TRECHO SELECIONADO
((

Fotografia perdida na linguagem

Palavras e números estão tão intrincados na nossa vida que já passamos a um ponto em que os confundimos com aquilo que se pretende descrever através deles. Embora sejam apenas símbolos — que podem ser usados na forma de sons ou estímulos visuais — é comum que eles assumam maior importância do que a realidade. Nós nos encantamos tanto com essa ferramenta fantástica que criamos, a linguagem, que não percebemos o quanto ela pode ser enganosa. A linguagem é essencial, determinante para a nossa vida e para a nossa história tanto enquanto indivíduos como quanto civilização. E justamente por estarmos imersos nela o tempo todo — eu mesmo não tenho outra forma de falar sobre isso a não ser a utilizando — temos dificuldade em perceber como ela molda a nossa forma de viver e perceber o mundo.

Para notar como a linguagem permeia nossas experiências, podemos prestar atenção em como a usamos no dia a dia: para representar, categorizar, classificar e julgar. Nosso pensamento acaba sendo totalmente determinado pela linguagem. Tanto que a diferença nas estruturas de um idioma para o outro podem ter influências sobre como indivíduos que falam uma ou outra língua se relacionam com o mundo. Na fotografia, como em qualquer outra atividade humana, isso está presente nos mais diversos níveis.

))

TAREFA A REALIZAR
Retorne, sem nenhuma alteração, a parte do texto sobre linguagem e fotografia acima que vai desde "Palavras e números" até "perceber o mundo.".

INFORMAÇÕES EXTRAÍDAS
((

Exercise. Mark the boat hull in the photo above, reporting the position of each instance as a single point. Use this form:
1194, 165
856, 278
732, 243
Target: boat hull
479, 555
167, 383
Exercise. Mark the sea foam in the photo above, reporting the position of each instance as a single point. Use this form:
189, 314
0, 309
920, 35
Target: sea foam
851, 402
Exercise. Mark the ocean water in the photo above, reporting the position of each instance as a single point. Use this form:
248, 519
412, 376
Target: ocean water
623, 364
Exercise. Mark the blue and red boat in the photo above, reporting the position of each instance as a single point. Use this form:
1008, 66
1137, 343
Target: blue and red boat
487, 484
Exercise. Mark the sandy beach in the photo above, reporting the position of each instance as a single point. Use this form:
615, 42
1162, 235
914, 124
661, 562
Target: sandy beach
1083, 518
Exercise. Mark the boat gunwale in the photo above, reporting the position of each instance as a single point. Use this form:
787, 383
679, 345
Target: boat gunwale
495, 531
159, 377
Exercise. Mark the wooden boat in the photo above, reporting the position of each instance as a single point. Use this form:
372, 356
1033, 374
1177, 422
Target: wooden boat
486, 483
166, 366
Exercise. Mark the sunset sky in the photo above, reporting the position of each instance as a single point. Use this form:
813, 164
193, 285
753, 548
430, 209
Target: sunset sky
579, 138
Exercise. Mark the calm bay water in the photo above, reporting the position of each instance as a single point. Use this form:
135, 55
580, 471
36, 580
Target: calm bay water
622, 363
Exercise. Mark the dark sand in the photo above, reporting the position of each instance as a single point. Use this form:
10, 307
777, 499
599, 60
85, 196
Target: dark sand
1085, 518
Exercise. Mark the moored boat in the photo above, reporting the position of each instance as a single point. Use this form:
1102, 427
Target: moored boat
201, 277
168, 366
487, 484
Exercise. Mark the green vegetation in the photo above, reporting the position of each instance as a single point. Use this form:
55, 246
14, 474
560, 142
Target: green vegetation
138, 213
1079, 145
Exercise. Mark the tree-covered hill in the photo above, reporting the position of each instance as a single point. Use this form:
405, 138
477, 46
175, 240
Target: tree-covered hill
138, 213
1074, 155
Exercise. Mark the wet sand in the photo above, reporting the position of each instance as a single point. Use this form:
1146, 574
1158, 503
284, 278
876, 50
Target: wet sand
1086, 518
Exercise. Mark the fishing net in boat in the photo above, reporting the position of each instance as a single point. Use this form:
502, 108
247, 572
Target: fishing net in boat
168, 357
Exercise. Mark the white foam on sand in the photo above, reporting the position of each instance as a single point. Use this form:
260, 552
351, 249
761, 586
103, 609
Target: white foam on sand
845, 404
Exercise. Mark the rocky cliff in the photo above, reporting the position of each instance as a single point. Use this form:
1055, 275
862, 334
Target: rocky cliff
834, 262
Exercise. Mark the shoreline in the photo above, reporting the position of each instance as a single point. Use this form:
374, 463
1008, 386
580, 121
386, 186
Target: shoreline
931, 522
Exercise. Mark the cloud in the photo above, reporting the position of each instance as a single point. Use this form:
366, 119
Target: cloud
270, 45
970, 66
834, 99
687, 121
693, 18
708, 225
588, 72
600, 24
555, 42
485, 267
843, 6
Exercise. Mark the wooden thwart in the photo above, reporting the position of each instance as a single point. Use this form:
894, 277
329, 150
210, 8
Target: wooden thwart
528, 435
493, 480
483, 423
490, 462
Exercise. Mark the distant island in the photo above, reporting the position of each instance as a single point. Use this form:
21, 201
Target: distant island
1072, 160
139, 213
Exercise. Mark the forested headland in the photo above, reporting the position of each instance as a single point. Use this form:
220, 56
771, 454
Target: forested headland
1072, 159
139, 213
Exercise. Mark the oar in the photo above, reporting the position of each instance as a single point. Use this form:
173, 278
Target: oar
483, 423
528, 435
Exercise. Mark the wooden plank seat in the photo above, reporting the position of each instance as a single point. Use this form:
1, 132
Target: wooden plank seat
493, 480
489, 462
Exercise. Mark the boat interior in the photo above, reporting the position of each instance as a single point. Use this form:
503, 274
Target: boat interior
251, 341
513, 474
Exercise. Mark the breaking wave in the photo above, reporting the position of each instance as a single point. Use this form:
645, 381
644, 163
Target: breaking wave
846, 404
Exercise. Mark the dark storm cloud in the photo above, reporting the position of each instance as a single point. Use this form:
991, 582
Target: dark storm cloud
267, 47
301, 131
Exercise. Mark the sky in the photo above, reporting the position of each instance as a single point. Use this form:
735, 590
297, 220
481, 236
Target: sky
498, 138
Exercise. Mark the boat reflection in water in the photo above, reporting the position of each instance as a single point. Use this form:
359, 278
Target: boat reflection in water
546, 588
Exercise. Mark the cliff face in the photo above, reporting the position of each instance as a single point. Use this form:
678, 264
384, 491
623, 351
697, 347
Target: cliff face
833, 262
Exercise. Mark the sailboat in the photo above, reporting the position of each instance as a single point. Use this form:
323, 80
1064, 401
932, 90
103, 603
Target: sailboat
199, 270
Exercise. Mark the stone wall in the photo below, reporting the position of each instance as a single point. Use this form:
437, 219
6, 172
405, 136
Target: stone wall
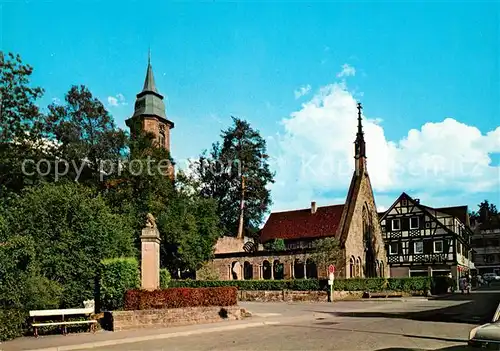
161, 318
228, 244
290, 296
257, 266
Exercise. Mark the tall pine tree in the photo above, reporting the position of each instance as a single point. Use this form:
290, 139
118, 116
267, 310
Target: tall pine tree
236, 173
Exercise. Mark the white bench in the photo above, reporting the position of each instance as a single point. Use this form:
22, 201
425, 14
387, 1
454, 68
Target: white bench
61, 313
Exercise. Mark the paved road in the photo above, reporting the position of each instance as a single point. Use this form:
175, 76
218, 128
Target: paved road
441, 324
416, 324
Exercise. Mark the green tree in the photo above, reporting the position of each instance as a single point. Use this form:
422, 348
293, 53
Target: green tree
72, 229
189, 227
275, 245
142, 185
236, 174
487, 213
22, 287
328, 251
87, 136
21, 125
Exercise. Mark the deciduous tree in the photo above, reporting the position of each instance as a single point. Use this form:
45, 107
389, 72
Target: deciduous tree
21, 125
236, 174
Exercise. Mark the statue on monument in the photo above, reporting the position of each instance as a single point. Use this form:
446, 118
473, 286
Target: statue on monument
150, 221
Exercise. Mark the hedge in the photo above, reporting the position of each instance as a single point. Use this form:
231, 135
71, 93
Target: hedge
180, 297
436, 285
117, 276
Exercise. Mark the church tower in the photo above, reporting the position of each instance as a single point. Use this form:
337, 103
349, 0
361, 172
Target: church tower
150, 112
360, 233
360, 146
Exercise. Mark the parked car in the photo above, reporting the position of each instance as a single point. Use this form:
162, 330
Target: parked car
490, 276
487, 336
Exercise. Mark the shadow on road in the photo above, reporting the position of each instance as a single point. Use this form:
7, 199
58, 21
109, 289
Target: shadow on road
451, 348
478, 308
386, 333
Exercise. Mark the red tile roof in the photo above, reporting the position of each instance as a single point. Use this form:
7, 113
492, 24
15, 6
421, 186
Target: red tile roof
302, 224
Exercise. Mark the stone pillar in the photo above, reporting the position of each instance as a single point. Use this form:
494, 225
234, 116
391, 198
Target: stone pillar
256, 271
150, 258
287, 270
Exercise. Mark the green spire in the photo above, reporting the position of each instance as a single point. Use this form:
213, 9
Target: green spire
149, 101
149, 82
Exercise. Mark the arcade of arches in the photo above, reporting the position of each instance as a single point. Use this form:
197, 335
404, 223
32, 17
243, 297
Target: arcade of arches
285, 267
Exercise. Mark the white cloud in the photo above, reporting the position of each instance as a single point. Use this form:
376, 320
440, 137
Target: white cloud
347, 70
313, 156
112, 101
116, 100
304, 90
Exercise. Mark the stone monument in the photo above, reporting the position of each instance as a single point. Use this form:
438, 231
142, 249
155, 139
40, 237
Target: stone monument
150, 255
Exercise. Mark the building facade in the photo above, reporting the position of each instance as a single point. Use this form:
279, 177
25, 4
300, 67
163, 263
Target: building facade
486, 244
355, 224
425, 241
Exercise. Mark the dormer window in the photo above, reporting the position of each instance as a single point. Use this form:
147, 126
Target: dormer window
161, 136
414, 223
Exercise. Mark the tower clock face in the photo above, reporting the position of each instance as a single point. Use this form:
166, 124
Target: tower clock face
140, 104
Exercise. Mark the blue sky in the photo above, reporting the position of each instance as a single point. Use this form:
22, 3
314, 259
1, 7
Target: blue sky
412, 65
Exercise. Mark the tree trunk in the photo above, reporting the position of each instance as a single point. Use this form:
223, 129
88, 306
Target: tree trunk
242, 208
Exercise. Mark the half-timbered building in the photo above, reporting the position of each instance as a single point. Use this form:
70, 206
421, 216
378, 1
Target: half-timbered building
425, 241
355, 224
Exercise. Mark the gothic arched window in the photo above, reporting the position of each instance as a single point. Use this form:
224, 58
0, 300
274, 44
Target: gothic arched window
161, 136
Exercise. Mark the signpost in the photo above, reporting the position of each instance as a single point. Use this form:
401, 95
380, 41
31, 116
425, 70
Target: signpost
331, 278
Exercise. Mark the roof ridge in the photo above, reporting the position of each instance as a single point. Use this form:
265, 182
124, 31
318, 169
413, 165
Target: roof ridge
307, 208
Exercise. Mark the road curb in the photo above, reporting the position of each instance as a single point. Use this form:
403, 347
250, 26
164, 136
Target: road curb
97, 344
389, 299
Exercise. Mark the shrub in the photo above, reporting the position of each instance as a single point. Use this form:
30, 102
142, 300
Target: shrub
72, 229
275, 245
164, 278
368, 284
180, 297
440, 285
22, 286
117, 276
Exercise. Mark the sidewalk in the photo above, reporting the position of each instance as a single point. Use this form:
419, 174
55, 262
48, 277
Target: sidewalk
85, 341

))

RESULTADO
Palavras e números estão tão intrincados na nossa vida que já passamos a um ponto em que os confundimos com aquilo que se pretende descrever através deles. Embora sejam apenas símbolos — que podem ser usados na forma de sons ou estímulos visuais — é comum que eles assumam maior importância do que a realidade. Nós nos encantamos tanto com essa ferramenta fantástica que criamos, a linguagem, que não percebemos o quanto ela pode ser enganosa. A linguagem é essencial, determinante para a nossa vida e para a nossa história tanto enquanto indivíduos como quanto civilização. E justamente por estarmos imersos nela o tempo todo — eu mesmo não tenho outra forma de falar sobre isso a não ser a utilizando — temos dificuldade em perceber como ela molda a nossa forma de viver e perceber o mundo.